>>>>

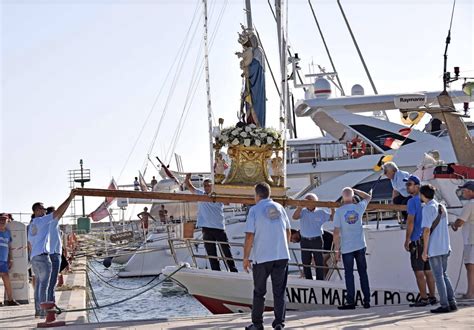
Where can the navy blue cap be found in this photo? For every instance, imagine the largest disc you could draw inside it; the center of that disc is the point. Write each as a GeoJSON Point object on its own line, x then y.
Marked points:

<<<<
>>>>

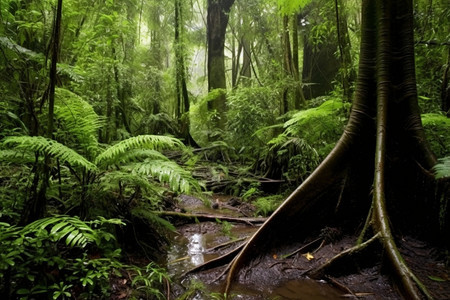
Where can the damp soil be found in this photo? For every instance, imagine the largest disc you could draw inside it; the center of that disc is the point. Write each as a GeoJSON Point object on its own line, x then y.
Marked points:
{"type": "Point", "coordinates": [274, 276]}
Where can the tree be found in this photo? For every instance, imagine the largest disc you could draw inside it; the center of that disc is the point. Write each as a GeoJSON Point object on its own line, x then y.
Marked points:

<<<<

In the listing, find every line with the word "this" and state how many there are, nothing more.

3